■ **REQUIRED TASK A**: Count the lines of the listing that contain the string "party" and reply with the number only.

■ **TEXT SHOWN**:
▬▬▬
NotebookLM analyzing 2 AI frameworks in Education

Recently and with the help of other AI tools, I had the pleasure of generating a detailed review of a relevant study on AI in Education published by INTEF. There were certain aspects that I wanted to highlight about the peculiarities, benefits and potential contradictions as well as a personal touch composed of a few suggestions.

Today I wanted to bring here another tool that, due to its human touch, I sense could become a new standard for understanding information, knowledge produced by others, and even by oneself: NotebookLM by Google. This tool mainly allows you to do two main things:

  1. To generate a podcast (for now only in English) of two people chatting about the sources you provide them, and I must admit, the conversations are quite clear;
  2. To be able to chat with the AI about those sources to answer questions or build upon them.

Let me tell you about my brief experiment in case it could help you in your personal and professional processes:

The two reports

As an introduction to NotebookLM I have chosen to continue exploring the aforementioned previous guide, that is, Guide on the use of Artificial Intelligence in the Educational Field of INTEF but adding a new guide, in this case a framework, from the Australian government: Australian Framework for Generative Artificial Intelligence in Schools

The first source, that is, the Guide on the use of Artificial Intelligence in the Educational Field, is an analysis as well as a manual for the use of AI in all strata of the educational field, that is, it is VERY complete. The Australian framework for Generative Artificial Intelligence in Schools is, rather, a recommendation closer to ethical, but, let NotebookLM tell us about it in the following 13 min audio podcast, it’s wonderful!:

▶️ Podcast by NotebookLM about both sources (13 min)

NotebookLM’s ability to compare documents makes it a very useful tool.
▬▬▬
■ **EXERCISE MATERIALS**:

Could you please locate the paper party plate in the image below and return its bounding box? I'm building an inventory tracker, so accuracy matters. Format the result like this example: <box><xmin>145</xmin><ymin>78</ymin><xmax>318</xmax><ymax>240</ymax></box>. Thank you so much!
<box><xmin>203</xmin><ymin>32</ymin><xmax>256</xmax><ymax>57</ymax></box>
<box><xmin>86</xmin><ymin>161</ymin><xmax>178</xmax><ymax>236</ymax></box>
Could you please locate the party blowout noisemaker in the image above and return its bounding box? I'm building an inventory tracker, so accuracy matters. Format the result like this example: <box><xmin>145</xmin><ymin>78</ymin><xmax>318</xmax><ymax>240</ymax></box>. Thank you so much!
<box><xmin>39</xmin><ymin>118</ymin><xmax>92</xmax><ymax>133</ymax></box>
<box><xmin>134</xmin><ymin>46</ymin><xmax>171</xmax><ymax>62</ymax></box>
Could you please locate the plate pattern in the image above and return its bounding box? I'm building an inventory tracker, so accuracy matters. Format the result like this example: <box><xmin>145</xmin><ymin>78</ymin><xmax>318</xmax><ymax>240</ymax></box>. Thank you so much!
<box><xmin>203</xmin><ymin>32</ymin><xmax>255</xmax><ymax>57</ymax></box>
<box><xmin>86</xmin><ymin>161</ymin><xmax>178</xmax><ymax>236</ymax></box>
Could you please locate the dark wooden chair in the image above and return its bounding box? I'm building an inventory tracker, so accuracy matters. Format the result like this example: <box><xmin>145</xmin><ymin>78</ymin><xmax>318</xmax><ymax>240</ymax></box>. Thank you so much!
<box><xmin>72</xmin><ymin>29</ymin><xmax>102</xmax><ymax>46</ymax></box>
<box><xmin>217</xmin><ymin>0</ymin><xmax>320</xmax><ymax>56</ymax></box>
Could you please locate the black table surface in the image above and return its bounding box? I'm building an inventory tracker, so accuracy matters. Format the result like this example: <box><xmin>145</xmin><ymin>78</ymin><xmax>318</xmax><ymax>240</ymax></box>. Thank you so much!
▬▬▬
■ **REQUIRED TASK B**: In the post about NotebookLM, what does the writer sense the tool could become a new standard for understanding? List every item.

■ **RESULT A**: 2

■ **RESULT B**:
- Information
- Knowledge produced by others
- Knowledge produced by oneself